ACTION ITEM = Only lines containing the string "eyeglasses" belong in the answer; copy all of them from the entries.

-- DATASET EXCERPTS follows --

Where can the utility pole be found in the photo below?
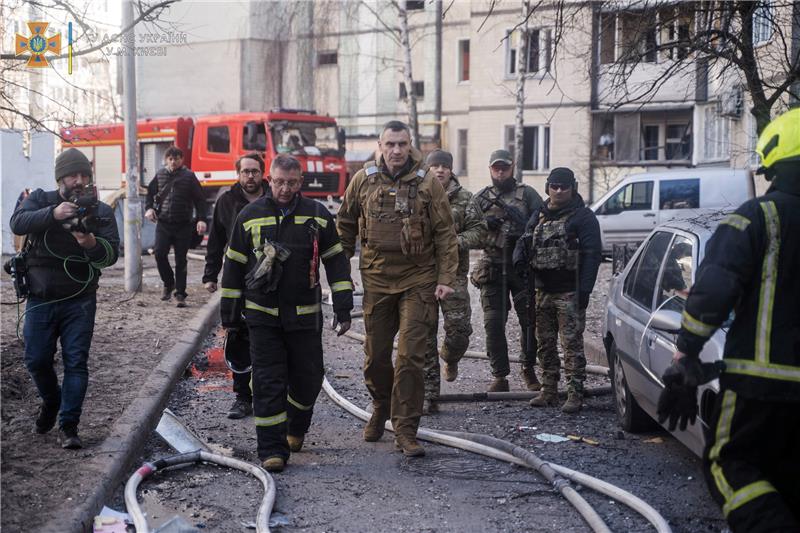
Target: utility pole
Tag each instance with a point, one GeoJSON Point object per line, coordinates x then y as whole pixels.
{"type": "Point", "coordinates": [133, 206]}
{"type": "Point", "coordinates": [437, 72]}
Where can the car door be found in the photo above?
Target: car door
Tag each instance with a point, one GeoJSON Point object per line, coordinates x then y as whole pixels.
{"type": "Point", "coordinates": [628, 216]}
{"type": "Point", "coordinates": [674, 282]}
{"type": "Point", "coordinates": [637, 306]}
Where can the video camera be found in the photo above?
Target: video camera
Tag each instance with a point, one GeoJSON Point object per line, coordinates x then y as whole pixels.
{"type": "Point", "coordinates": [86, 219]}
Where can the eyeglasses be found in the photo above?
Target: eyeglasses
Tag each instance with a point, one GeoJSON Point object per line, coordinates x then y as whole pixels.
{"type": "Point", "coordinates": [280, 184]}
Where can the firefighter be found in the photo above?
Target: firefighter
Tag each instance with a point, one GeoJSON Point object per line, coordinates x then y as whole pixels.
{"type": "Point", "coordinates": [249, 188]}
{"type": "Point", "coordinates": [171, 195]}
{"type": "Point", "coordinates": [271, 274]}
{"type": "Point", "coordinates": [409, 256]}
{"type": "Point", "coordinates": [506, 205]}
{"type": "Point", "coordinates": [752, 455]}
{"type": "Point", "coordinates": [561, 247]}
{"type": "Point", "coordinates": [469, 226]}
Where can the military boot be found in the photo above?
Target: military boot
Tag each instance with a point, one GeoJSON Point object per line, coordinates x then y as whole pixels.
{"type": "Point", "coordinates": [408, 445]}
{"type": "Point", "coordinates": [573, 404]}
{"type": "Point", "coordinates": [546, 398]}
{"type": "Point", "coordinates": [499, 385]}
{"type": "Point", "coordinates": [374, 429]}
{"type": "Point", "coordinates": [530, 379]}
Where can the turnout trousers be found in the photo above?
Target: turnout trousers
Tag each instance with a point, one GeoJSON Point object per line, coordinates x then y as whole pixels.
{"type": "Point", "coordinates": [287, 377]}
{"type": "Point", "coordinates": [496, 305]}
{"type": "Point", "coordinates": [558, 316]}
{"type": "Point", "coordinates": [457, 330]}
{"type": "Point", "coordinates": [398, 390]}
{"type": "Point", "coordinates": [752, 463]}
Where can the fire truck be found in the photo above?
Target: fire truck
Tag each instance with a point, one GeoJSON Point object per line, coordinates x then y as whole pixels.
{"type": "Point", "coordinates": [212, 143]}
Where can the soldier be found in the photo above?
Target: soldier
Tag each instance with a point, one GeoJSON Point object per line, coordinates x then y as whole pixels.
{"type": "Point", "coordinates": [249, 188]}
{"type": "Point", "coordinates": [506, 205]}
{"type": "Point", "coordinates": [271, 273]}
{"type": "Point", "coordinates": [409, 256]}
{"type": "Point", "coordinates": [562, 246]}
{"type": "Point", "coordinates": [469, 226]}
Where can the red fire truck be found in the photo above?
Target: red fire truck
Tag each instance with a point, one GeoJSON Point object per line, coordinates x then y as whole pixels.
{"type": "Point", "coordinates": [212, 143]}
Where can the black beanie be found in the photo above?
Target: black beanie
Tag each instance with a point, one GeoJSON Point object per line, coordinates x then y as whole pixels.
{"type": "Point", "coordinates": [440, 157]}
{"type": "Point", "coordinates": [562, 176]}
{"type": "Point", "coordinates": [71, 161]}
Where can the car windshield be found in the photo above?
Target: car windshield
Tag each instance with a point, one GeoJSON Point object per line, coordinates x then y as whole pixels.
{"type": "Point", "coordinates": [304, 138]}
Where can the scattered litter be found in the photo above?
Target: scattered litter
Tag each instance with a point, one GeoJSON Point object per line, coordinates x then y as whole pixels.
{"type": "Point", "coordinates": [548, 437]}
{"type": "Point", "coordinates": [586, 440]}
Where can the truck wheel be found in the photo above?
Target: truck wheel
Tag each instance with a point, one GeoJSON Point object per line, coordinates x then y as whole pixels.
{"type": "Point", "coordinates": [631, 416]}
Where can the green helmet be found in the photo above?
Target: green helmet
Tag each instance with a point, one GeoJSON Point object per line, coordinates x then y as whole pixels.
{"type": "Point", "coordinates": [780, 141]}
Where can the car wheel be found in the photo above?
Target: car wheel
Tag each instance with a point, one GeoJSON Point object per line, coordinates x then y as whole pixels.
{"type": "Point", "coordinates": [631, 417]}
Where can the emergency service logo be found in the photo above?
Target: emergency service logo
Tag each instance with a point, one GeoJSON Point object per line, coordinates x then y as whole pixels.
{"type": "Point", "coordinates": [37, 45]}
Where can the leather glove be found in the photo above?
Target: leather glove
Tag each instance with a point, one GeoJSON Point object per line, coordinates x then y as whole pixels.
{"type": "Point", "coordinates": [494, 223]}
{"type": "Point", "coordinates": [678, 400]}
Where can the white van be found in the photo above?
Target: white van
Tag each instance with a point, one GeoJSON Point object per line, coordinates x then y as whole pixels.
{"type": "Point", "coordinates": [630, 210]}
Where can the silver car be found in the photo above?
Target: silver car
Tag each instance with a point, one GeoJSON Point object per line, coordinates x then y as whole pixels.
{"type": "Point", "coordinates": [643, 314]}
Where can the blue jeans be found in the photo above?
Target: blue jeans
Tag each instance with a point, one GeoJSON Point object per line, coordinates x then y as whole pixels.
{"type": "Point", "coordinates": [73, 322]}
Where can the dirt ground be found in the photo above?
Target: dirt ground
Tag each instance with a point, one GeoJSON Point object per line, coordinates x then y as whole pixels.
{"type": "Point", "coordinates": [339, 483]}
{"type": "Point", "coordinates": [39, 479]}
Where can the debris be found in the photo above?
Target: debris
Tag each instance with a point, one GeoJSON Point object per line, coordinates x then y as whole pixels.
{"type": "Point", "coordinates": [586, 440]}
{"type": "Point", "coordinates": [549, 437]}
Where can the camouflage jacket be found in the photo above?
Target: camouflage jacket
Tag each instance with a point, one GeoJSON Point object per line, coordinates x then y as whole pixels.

-- DATASET EXCERPTS concluded --

WRITTEN REPLY =
Where can the eyeglasses be found in the photo above?
Target: eyeglasses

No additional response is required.